Data extracts.
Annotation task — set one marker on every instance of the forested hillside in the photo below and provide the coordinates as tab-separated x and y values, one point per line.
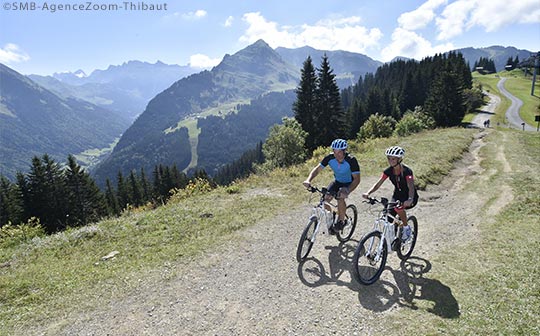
158	135
35	121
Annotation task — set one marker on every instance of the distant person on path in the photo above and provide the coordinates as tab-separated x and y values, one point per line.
402	178
346	177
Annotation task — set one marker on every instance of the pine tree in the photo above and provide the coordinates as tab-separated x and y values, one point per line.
86	202
445	103
46	194
112	199
123	192
305	106
11	205
135	188
330	121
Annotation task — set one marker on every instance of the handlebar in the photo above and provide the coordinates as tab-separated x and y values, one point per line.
322	190
383	200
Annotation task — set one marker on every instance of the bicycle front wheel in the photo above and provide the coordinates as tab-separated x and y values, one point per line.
351	216
405	248
306	240
370	258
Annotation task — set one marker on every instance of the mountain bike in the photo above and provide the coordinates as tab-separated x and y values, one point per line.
322	221
370	256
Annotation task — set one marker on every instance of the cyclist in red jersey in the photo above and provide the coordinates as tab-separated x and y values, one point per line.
402	178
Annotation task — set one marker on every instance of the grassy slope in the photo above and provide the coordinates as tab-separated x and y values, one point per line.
48	276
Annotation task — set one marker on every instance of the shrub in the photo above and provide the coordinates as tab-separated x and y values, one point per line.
377	126
285	145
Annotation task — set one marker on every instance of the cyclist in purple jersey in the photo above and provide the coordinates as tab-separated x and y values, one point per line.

Problem statement.
Should there be pictures in the data, leave them out and return the rest exactly.

Solution to this exercise.
Annotation task — set one marker on every instance of the forested hillside in the photo below and provide the coordinates as tab-separated x and y values, one point per line.
158	135
35	121
Annotation task — set one marker on every instance of the distant person on path in the photo above and provide the coordinates as tab-separated x and y values, one point per line.
402	178
346	177
Annotation task — set one marker on every instance of the pine tree in the photo above and provide the coordinates as tab-separated x and y values, one point per line.
86	202
445	103
46	194
112	199
123	192
305	106
11	205
135	188
330	121
Annotation task — set one marker on every instance of the handlebar in the photo above and provide the coordinates as tab-separated x and y values, one point per line.
322	190
383	200
Annotation task — set one marker on every instance of the bicycle front wheel in the photo above and provide the coordinates as tab-separated x and y values, one point per line.
351	216
405	248
306	240
370	258
Annotation task — set one marker on every instance of the mountain bike in the photo above and provide the coordinates as tab-separated x and y values, one point per line.
322	221
370	256
Annotation task — set one marker on every instance of the cyclist in red jersey in the photo above and provide the coordinates as tab-separated x and y values, one point per line.
402	178
Annotation task — set one marker on every instance of the grassy slope in the photo above and provide the coordinates as tab-separated x and y values, one point per line.
48	276
Annotation task — set one marker on every instance of the shrub in the photo above and provide the coordinates as tab-separated x and y values, one point per line.
377	126
285	145
Annotation task — set one marker on every instance of the cyclist in purple jersey in the photo above and provide the coordinates as tab-separated x and y values, one point per line.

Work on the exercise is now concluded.